• [PROVIDED ENTRIES]
——————————
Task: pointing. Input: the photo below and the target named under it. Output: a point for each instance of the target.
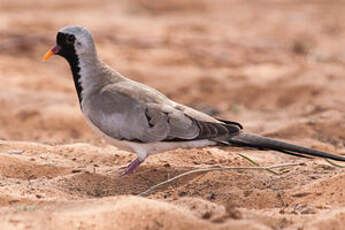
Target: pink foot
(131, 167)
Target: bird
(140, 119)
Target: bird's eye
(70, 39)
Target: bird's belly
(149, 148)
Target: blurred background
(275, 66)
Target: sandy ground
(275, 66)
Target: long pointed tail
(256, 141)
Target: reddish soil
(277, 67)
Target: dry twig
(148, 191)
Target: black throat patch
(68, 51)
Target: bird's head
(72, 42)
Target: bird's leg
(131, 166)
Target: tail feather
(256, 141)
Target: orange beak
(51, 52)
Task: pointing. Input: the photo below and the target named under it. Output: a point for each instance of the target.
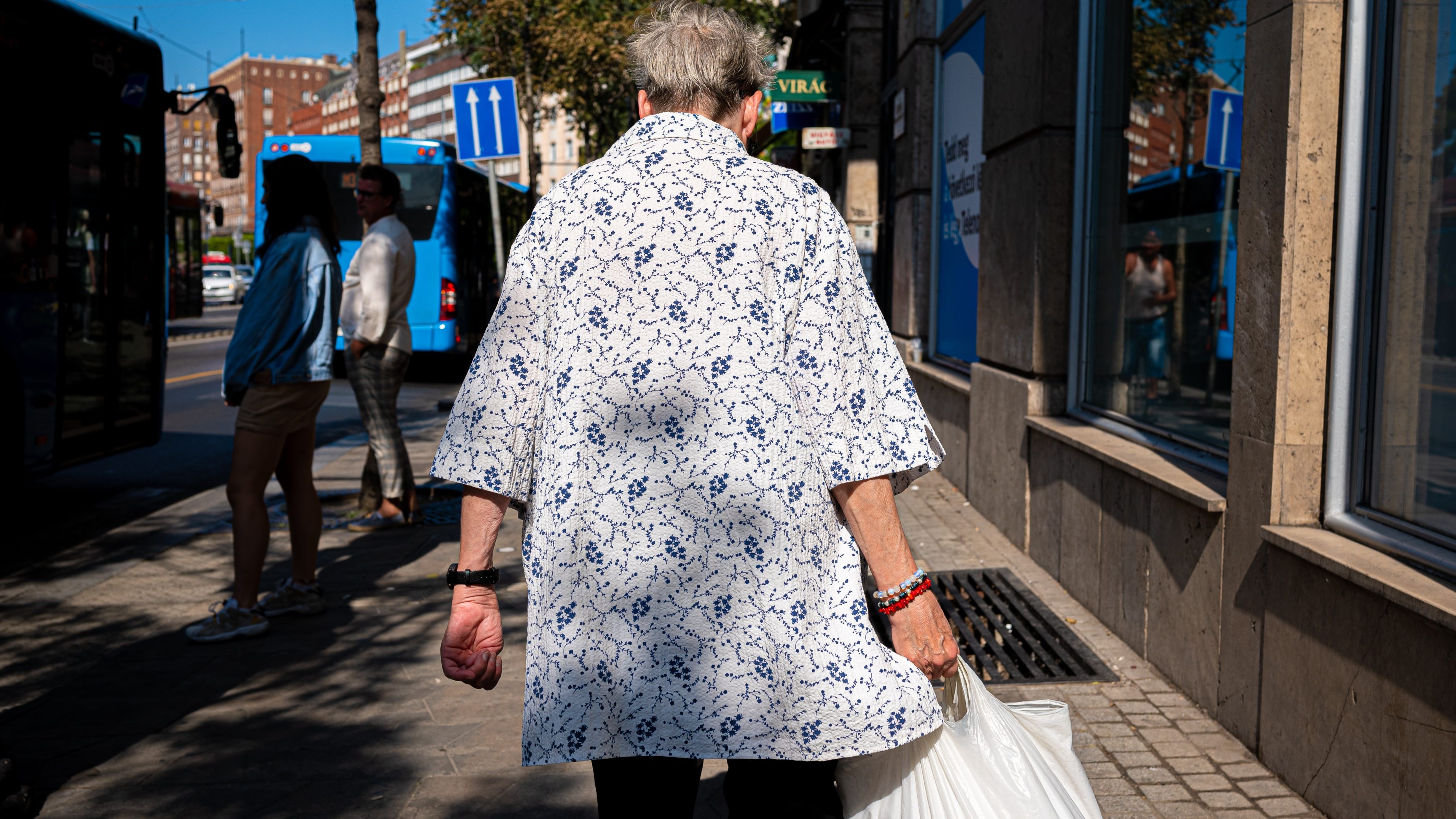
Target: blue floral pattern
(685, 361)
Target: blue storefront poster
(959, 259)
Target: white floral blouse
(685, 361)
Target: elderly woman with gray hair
——————————
• [WORK INSTRUCTION]
Set down all the entries above verbatim, and include none of the pictures.

• [WRITTEN SOLUTION]
Task: pointing. Input: the photo below and the target named under it. Output: a point for each instance of the target.
Target: pink foot
(131, 167)
Target: bird
(140, 119)
Target: bird's eye
(70, 39)
Target: bird's belly
(149, 148)
Target: blurred background
(275, 66)
Target: sandy ground
(275, 66)
Target: long pointed tail
(256, 141)
Target: reddish soil
(277, 67)
Target: dry twig
(148, 191)
Target: black throat patch
(68, 51)
Target: bird's head
(72, 42)
Target: bird's leg
(131, 166)
Target: tail feather
(256, 141)
Target: orange beak
(51, 52)
Task: pointing. Input: the photo below and the target named under it. Output: a point for each instance of the target.
Target: blue floral pattern
(685, 361)
Target: blue storefront poster
(959, 259)
Target: white floral blouse
(685, 361)
Target: elderly woman with gray hair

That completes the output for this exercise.